(Entries taken from a collection)
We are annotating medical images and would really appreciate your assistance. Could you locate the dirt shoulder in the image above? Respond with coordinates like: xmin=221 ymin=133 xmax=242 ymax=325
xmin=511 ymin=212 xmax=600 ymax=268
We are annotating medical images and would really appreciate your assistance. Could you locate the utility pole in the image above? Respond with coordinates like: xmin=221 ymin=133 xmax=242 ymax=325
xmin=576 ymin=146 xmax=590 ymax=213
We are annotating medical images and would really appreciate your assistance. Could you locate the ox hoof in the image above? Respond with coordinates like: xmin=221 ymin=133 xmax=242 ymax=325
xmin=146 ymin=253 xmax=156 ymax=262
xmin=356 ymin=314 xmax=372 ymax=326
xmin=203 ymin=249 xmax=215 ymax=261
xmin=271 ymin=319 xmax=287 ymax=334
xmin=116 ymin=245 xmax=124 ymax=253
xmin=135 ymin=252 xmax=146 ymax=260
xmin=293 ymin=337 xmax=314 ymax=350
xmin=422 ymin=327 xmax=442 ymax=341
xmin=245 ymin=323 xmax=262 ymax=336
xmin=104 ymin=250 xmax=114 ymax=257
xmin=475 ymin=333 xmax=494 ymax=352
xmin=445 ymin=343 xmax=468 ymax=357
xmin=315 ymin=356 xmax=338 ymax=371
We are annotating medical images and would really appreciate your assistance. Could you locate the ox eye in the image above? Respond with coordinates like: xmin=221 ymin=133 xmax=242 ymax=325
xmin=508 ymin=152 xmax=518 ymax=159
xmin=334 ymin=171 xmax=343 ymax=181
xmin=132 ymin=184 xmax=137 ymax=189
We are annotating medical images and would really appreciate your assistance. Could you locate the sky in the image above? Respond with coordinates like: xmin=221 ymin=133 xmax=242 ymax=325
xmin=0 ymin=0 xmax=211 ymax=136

Required action
An exact repeat of all the records is required.

Problem solution
We are annotating medical images and would really appreciate your assistance. Could you locate the dirt shoulder in the image above? Respond with coordinates like: xmin=221 ymin=133 xmax=242 ymax=325
xmin=511 ymin=212 xmax=600 ymax=268
We are annotating medical images and would really appreciate your assistance. Could you locate the utility pole in the image above? Respond with coordinates like: xmin=221 ymin=133 xmax=242 ymax=325
xmin=576 ymin=146 xmax=590 ymax=213
We are annotating medical images and would really appreciate your assistance. Could you locate the ox hoof in the image above? Respond with coordinates like: xmin=221 ymin=133 xmax=242 ymax=325
xmin=146 ymin=253 xmax=156 ymax=262
xmin=356 ymin=314 xmax=372 ymax=326
xmin=203 ymin=249 xmax=215 ymax=261
xmin=271 ymin=319 xmax=287 ymax=334
xmin=116 ymin=245 xmax=124 ymax=253
xmin=135 ymin=252 xmax=146 ymax=260
xmin=293 ymin=337 xmax=314 ymax=350
xmin=422 ymin=327 xmax=442 ymax=341
xmin=245 ymin=323 xmax=262 ymax=336
xmin=104 ymin=250 xmax=114 ymax=257
xmin=475 ymin=333 xmax=494 ymax=352
xmin=445 ymin=343 xmax=468 ymax=357
xmin=315 ymin=356 xmax=338 ymax=371
We are annotating medical images and would really appreciate your assistance. Could you locate the ox eye in the image above? Respond with coordinates like: xmin=221 ymin=133 xmax=242 ymax=325
xmin=508 ymin=152 xmax=518 ymax=159
xmin=334 ymin=171 xmax=343 ymax=181
xmin=132 ymin=184 xmax=137 ymax=189
We are annotating medical images and would really appreciate your assistance. Could you locate the sky in the image above? Respond with coordinates like: xmin=221 ymin=133 xmax=242 ymax=325
xmin=0 ymin=0 xmax=211 ymax=136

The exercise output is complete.